Given problem 1:
Answer these questions from the comments on the prepaid card:
(a) Which card does one commenter call a tremendously good idea?
(b) What percentage fee is mentioned?
(c) What does one commenter call the most common expense people have?
===== Text block
So, when it’s a real credit card you get things like Rental car insurance coverage etc etc, since this is a pre-paid debit card, does this mean you will no longer be covered by these perks you get on traditional cards ?
If not, then it’s worthless, the most common expense people have is Rental Car and insurance is no small amount.
I just signed up to take advantage of the offer. I’m horrible at keeping track of receipts, and it can have a bottom line impact, especially if you’re trying to keep your financials audited.
One comment/question to David Barrett though; I can’t help but feel this would be more attractive for us business owners if the card was tied into some sort of rewards program. I think the Amex Plumb card is a tremendously good idea. Not to be too invasive into your business model, but is there not a way to offer something while still making a profit? I know credit card programs are big business for airlines and other businesses.
This is absolutely, without a doubt, the biggest rip-off I’ve ever seen. Actually, I guess we should say it’s pure genius. If they can get enough stupid people to sign up for this that they can make a living, then more power to them.
3% fee, and the hassle of scanning in receipts and emailing them makes this the biggest joke. It’s more work than just tossing receipts in a box and manually sorting them.
The price is just too high. I hope the banks will catch up to them and introduce their own software..
==========
===== Supplied material
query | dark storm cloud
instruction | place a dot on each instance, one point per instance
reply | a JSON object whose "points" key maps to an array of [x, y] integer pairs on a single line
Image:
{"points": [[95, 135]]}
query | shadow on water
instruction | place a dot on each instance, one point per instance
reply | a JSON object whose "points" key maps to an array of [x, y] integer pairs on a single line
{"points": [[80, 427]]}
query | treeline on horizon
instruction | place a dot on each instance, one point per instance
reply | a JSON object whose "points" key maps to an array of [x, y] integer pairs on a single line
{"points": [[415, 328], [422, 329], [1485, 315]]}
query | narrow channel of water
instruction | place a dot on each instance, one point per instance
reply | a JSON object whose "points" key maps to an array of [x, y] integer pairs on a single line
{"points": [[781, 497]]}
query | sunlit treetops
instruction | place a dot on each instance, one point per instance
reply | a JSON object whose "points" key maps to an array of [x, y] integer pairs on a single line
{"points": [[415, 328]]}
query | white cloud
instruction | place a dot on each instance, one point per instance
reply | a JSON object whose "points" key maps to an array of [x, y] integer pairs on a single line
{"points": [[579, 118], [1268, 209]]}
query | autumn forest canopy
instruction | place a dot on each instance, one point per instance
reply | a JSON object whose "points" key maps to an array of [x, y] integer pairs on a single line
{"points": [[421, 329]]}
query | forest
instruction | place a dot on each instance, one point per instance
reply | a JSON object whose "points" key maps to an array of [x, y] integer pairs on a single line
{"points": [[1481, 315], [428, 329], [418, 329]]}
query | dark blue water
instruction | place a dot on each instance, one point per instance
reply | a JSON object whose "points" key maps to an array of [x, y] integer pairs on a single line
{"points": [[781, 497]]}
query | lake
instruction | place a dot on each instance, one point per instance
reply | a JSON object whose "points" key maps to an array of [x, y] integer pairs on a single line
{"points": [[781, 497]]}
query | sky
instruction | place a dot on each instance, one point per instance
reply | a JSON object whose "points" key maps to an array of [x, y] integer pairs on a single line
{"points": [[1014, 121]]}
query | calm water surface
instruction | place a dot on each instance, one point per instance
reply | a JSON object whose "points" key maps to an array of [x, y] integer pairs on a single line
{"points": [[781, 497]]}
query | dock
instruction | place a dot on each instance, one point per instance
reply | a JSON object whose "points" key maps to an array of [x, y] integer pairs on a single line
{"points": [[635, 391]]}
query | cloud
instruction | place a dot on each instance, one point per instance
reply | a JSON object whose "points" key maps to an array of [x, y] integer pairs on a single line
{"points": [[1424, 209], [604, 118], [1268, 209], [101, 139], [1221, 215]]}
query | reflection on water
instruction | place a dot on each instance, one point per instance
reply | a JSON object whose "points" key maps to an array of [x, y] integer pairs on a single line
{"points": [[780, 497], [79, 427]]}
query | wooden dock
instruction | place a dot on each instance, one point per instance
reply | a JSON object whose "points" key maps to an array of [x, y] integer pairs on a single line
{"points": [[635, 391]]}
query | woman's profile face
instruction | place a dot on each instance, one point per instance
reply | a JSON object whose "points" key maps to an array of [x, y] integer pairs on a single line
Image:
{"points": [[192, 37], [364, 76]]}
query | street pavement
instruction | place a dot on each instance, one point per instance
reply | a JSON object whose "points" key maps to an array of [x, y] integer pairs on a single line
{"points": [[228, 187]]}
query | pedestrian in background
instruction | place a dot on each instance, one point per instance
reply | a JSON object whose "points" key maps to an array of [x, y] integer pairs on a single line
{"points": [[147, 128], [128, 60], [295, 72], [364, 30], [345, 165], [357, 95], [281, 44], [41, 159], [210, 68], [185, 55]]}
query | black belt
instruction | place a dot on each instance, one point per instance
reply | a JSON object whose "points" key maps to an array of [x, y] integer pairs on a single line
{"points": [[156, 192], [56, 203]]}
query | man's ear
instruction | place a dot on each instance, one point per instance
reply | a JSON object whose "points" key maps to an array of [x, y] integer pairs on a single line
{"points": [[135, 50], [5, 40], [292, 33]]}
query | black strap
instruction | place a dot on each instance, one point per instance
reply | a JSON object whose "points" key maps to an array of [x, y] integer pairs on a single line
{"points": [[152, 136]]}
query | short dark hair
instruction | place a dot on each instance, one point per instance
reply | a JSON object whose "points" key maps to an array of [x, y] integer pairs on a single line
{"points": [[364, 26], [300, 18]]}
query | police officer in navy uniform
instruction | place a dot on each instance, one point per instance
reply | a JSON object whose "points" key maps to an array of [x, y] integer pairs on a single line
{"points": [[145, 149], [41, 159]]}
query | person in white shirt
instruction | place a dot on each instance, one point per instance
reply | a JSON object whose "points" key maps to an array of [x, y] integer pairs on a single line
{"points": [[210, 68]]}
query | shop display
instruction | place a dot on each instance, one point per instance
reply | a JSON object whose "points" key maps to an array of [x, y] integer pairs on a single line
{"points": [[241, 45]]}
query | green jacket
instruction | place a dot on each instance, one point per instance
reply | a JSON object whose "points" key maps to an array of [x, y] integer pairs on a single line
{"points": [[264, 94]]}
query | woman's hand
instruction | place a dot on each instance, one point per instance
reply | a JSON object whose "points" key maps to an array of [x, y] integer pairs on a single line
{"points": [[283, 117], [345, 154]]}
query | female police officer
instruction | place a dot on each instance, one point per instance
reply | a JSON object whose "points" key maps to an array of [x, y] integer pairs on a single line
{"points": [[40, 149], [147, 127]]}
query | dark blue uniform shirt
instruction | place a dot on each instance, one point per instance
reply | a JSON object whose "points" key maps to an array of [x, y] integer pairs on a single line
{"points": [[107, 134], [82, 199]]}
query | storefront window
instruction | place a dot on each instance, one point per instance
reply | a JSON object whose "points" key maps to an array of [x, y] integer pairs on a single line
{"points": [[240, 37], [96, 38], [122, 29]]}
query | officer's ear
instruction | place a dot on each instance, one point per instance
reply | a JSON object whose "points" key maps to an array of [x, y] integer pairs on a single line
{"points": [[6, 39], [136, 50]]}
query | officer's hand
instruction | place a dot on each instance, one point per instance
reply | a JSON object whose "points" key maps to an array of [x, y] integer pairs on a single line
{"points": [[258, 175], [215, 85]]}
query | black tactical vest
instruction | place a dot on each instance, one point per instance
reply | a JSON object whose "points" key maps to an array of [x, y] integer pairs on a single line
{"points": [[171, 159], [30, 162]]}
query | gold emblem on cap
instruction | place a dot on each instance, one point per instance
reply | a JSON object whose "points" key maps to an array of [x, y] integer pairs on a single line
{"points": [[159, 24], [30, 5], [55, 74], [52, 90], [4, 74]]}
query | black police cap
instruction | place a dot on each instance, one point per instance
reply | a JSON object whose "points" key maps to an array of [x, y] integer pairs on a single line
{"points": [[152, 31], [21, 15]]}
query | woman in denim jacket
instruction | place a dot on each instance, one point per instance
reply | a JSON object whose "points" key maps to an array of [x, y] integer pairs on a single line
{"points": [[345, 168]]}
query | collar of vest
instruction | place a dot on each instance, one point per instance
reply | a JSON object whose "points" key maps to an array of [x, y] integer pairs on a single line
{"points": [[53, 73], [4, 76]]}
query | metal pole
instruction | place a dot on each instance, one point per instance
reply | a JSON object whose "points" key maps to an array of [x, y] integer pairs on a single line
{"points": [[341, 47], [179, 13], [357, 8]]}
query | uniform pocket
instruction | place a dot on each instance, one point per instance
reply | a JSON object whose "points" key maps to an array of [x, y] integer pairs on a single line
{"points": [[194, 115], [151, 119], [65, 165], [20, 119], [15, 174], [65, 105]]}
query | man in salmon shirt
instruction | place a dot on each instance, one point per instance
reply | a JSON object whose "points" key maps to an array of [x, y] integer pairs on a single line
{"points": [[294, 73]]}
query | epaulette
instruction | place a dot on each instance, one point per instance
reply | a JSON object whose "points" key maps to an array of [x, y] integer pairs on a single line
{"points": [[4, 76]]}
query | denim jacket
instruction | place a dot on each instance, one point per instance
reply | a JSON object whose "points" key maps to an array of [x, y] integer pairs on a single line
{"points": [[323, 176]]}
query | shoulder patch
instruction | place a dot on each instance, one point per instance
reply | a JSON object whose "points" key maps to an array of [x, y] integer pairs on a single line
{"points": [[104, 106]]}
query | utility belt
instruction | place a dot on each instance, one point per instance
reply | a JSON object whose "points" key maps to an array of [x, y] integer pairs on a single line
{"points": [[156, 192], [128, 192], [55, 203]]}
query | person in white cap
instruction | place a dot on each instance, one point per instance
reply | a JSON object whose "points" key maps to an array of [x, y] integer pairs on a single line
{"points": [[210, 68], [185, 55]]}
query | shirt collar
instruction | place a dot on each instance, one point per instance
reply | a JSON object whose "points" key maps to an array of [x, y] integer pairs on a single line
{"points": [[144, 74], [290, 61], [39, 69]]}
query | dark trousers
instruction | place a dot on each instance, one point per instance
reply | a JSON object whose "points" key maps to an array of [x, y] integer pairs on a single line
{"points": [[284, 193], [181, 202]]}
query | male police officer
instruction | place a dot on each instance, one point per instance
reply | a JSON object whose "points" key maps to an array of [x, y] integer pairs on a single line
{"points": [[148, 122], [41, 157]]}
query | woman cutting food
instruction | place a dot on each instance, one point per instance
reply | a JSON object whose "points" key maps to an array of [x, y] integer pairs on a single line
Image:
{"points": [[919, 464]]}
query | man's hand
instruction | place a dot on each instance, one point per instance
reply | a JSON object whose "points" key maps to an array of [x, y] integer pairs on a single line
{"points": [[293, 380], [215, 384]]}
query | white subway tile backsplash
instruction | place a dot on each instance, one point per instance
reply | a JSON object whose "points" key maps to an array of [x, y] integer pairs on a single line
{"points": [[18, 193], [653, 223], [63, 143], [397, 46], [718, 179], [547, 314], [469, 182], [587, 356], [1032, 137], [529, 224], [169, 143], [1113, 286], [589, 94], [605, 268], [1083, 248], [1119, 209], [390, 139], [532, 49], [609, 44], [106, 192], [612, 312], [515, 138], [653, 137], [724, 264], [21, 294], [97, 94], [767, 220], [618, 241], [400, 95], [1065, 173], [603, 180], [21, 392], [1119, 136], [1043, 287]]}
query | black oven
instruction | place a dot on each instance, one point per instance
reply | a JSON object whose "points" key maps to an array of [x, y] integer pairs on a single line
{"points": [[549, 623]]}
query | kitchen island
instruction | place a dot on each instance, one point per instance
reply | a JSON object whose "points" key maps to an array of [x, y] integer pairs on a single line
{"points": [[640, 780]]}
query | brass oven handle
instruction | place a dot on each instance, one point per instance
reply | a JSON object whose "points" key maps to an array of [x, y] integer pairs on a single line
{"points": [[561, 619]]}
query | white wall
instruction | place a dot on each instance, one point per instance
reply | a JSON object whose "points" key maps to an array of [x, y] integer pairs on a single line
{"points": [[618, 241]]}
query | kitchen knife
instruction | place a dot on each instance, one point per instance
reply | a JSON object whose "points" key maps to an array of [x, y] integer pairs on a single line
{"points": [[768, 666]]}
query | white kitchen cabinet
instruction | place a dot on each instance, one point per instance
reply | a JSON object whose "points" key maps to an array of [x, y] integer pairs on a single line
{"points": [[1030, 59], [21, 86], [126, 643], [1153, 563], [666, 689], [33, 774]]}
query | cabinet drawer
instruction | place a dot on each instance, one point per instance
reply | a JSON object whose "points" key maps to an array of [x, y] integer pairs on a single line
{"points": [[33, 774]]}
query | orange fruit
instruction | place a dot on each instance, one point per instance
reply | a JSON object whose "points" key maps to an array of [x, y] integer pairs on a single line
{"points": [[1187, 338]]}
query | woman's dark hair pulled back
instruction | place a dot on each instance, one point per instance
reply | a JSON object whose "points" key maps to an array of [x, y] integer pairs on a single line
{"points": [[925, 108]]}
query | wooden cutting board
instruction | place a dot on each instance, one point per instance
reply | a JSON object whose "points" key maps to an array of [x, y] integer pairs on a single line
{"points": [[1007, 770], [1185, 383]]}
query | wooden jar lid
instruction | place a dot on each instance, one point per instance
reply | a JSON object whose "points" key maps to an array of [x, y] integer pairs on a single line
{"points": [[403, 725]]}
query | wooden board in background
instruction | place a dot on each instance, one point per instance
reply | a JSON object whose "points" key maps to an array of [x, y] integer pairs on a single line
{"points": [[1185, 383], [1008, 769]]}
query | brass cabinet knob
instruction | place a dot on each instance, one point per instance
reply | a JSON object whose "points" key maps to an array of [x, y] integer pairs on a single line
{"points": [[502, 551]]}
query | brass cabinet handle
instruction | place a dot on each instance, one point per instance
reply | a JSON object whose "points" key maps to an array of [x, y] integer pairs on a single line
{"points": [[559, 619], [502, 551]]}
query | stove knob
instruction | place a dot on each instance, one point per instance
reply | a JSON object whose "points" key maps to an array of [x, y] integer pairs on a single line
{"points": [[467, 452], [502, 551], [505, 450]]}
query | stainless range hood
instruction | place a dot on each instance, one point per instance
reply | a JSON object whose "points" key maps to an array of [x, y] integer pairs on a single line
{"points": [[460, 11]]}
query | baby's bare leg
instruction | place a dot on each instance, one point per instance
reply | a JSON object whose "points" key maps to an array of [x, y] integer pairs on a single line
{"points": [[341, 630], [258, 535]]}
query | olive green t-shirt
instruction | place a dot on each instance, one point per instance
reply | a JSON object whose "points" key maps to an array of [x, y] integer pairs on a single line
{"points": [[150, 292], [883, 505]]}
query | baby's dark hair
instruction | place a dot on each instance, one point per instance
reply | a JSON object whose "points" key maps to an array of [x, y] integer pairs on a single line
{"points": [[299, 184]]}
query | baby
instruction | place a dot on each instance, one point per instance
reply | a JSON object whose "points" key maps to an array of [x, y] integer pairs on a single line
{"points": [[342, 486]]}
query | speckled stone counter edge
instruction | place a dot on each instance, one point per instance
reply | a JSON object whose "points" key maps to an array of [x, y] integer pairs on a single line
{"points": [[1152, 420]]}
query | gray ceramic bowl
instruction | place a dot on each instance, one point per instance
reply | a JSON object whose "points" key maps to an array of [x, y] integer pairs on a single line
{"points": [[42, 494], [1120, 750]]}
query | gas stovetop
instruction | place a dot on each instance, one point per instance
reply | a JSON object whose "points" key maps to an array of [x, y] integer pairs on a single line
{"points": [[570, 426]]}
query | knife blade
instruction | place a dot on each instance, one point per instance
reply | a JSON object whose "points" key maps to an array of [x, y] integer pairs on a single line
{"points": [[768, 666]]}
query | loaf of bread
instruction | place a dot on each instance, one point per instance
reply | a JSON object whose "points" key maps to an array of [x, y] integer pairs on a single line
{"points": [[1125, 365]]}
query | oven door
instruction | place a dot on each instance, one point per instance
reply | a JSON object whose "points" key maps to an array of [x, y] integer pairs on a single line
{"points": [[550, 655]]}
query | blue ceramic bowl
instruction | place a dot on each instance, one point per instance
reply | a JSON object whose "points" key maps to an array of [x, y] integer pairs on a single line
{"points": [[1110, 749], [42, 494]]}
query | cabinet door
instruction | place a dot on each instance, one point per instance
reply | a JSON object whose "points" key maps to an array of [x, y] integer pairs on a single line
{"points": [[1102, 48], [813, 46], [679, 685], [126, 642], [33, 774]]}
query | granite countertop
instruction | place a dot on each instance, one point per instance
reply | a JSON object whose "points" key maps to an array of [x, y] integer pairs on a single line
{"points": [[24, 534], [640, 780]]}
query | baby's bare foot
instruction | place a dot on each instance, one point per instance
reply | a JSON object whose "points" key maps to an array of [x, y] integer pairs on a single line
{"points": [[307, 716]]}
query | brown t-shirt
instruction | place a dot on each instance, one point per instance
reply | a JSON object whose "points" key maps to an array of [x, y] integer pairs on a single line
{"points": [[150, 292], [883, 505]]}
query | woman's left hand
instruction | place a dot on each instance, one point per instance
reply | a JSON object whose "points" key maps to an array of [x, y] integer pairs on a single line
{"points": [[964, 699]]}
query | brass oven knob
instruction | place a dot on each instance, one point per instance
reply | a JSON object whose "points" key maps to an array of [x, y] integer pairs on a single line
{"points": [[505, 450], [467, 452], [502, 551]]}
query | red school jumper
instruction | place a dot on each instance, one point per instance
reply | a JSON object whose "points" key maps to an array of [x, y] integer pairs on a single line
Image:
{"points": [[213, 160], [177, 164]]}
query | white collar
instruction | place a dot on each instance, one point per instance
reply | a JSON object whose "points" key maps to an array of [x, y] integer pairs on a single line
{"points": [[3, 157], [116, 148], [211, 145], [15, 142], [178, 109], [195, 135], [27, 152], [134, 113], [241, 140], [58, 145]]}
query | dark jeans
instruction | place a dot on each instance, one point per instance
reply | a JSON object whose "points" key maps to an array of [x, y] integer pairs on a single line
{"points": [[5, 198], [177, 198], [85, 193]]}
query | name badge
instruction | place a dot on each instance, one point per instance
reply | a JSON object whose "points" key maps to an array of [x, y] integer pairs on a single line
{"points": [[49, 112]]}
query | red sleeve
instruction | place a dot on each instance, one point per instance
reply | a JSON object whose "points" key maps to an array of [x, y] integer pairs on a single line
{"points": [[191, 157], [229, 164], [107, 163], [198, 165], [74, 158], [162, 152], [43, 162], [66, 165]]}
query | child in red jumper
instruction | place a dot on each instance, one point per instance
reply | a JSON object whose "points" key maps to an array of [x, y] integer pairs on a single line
==========
Given problem 2: Locate every line in the rows that contains the string "cutting", and copy each of those lines.

Task answer 1:
(a) The Amex Plumb card
(b) 3%
(c) Rental Car

Task answer 2:
query | woman cutting food
query | wooden cutting board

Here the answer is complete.